**데이터 기록:**
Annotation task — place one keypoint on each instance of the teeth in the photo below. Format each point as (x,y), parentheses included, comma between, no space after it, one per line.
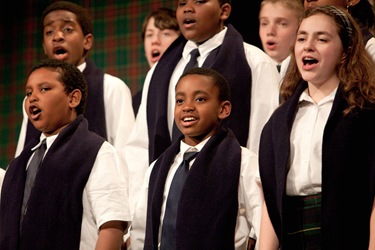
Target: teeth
(187,119)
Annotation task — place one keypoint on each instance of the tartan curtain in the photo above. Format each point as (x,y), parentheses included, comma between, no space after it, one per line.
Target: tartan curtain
(118,48)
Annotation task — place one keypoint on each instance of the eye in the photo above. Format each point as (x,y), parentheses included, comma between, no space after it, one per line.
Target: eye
(200,99)
(179,101)
(44,89)
(48,33)
(68,29)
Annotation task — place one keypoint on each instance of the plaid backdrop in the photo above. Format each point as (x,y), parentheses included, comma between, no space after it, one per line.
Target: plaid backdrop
(118,49)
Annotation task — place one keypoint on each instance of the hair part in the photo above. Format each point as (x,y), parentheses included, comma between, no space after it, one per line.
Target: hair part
(83,17)
(70,77)
(355,70)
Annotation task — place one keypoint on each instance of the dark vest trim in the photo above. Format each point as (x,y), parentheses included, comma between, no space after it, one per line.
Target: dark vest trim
(230,61)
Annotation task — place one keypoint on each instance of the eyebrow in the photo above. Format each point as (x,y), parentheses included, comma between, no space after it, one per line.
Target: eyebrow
(302,32)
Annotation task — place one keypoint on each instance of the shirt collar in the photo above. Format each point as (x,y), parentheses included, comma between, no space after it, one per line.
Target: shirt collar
(306,97)
(205,47)
(185,147)
(82,67)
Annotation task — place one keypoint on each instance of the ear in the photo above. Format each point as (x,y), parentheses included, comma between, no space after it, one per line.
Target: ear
(225,11)
(75,98)
(88,41)
(226,108)
(44,49)
(351,3)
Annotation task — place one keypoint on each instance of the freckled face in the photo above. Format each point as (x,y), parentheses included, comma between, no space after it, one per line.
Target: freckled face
(157,41)
(47,104)
(63,37)
(277,30)
(197,108)
(318,49)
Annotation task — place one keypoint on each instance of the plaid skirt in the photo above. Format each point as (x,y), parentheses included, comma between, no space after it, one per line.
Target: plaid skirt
(302,219)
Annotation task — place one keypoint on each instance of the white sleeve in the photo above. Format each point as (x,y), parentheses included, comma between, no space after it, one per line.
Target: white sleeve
(264,92)
(118,110)
(136,148)
(138,225)
(250,197)
(107,187)
(22,135)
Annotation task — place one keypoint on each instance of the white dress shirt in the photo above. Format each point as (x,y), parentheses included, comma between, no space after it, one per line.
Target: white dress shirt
(306,142)
(250,198)
(370,47)
(264,100)
(118,110)
(105,196)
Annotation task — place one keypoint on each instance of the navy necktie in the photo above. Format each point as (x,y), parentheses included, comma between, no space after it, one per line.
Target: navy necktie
(31,173)
(193,63)
(168,236)
(278,66)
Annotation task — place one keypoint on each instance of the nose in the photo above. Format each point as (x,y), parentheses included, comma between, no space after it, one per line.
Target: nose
(32,98)
(271,31)
(188,106)
(308,46)
(58,36)
(155,39)
(188,7)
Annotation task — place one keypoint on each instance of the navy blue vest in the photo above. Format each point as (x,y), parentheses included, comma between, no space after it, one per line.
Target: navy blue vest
(54,216)
(208,206)
(230,60)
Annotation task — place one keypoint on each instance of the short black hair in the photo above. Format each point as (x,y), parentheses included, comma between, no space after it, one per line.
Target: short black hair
(70,76)
(217,78)
(83,17)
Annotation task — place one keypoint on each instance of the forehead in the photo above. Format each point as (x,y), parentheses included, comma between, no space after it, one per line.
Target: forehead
(194,82)
(337,3)
(277,10)
(44,75)
(318,23)
(59,16)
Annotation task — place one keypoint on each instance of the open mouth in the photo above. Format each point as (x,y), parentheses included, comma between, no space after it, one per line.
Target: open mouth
(34,110)
(189,21)
(189,119)
(155,53)
(59,51)
(309,61)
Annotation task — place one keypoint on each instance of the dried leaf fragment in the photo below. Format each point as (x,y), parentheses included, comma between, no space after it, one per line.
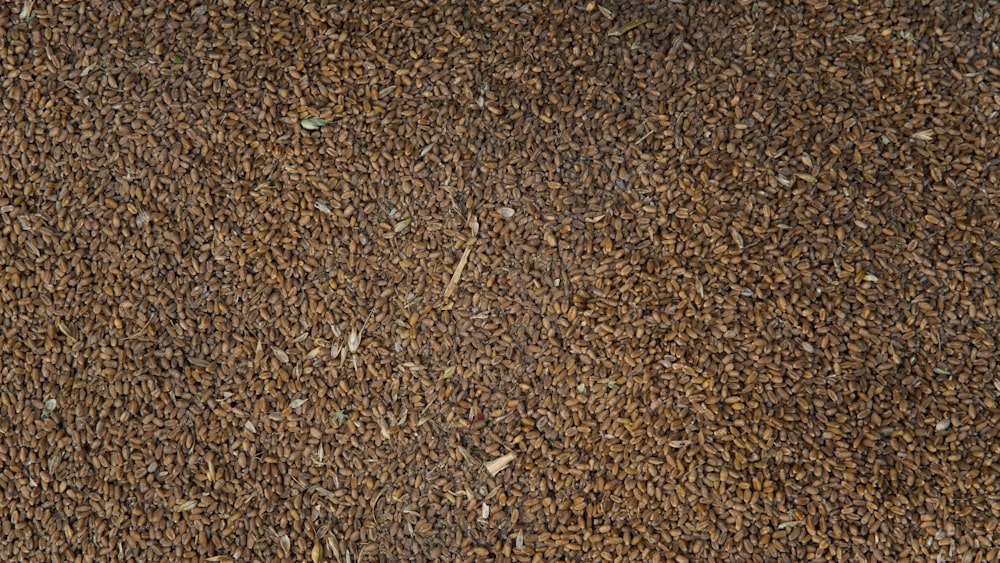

**할 일:** 위 자료를 처음부터 끝까지 다시 적되, "keypoint"이(가) 나오는 자리마다 "marker"을(를) 넣고 나머지는 그대로 두세요. 그림은 빼고 적으세요.

**연습 답안:**
Annotation task — place one marker on each instance of the teeth in the photo below. Format each point as (x,y), parentheses included, comma between, no space after it, one per line.
Target: teeth
(187,119)
Annotation task — place one marker on each instance of the tartan curtain in the photo above. Format each point as (x,y), parentheses included, comma between, no space after it, one per line.
Target: tartan curtain
(118,48)
Annotation task — place one marker on each instance of the eye in the photo above. Format each point as (x,y), parentheses included, comma between, no space after it, one per line.
Target: eye
(200,99)
(179,101)
(44,89)
(48,33)
(68,29)
Annotation task — place one marker on each instance of the plaid backdrop in the photo above. Format each point as (x,y), parentheses included, comma between, no space after it, one per line.
Target: plaid backdrop
(118,49)
Annotation task — place one marker on each instance of the hair part in the photo above. Format each point as (x,y), parentheses included, comma between, no space after it, one per line.
Target: hair part
(83,17)
(70,77)
(355,70)
Annotation task — place one marker on each instance of the dark vest trim in the photo above. Format each point as (x,y), parentheses included, comma between, no space after it, one per line.
Target: dark vest trim
(230,61)
Annotation task — place one marker on each instance of the eyebrow in the photo above. Format each point as (x,y), parentheses included, comma between, no space after it, one per line.
Target: eyebrow
(302,32)
Annotation task — place one marker on each instance of the shirt collar in the photo above. Format each point as (x,y), parentheses included, comma between, no space after it, one per line.
Target: shirt collar
(306,97)
(205,47)
(185,147)
(82,67)
Annotation task — place one marker on each instance of the ear in the photo above. Format each point as (x,y), parentheses included, comma between, no space after it, one per line.
Target: ear
(225,11)
(75,98)
(88,41)
(226,108)
(44,49)
(351,3)
Annotation task — place one marker on each instance of the freckled face in the photo above. Format each point as (x,y), parentheses included, comma between, no space after it, one per line.
Target: freckled face
(157,41)
(47,104)
(63,37)
(277,30)
(197,108)
(318,49)
Annotation task — place one marker on each instance of the plaid skirt in the photo above. Format each point as (x,y), parentheses included, comma between, no space after it, one per line.
Target: plaid skirt
(302,219)
Annotation task — place one marker on each instance of the white sleeve in the photo above. Format each point as (x,y), parentheses included, comma between, no space after it, one per line.
Target: white sleeve
(264,92)
(118,110)
(136,148)
(138,225)
(250,197)
(107,187)
(22,135)
Annotation task — place one marker on each instance of the white dress shirt in the photo above. Format each point as (x,y), parentheses included, comma between, no space after it, one per line.
Target: white dress shirt
(306,142)
(250,198)
(370,47)
(264,100)
(118,110)
(105,196)
Annotation task — place one marker on each instance of the navy necktie in the photo above. Format each point as (x,y), parentheses included, comma between, no space after it, one per line.
Target: navy necktie
(31,173)
(193,63)
(168,236)
(278,66)
Annotation task — place one marker on each instance of the nose in the photo above. Format each point as (x,y), parentheses included, comma between, no space after it, one per line.
Target: nose
(32,98)
(271,31)
(188,106)
(308,46)
(58,36)
(155,39)
(188,7)
Annotation task — place one marker on each instance of the navy blue vest in the photo above. Format each point as (x,y), parentheses included, comma between, no space after it, one per line.
Target: navy blue vest
(54,216)
(208,206)
(230,60)
Annotation task — place one marker on each instance of the short black hair in the photo above. Format each point as (x,y), parentheses included, comma between, no space after it, one per line.
Target: short black hair
(70,76)
(217,78)
(83,17)
Annotation task — place one marker on each instance of the forehead in the photo above. Format each point as (x,y), parentheses included, comma between, no space after it, one per line.
Target: forehead
(194,82)
(337,3)
(277,10)
(44,75)
(318,23)
(59,16)
Annotation task — place one marker on each instance of the open mouth in the photo above. Format each point as (x,y), parentheses included, comma between, no space after it, one per line.
Target: open mouth
(34,110)
(189,21)
(189,119)
(155,53)
(59,51)
(309,61)
Annotation task — place one marker on each instance of the dried leaf fragment in the photo below. Format each point as (x,y), parentheses included, comma between, no space after it, one per line.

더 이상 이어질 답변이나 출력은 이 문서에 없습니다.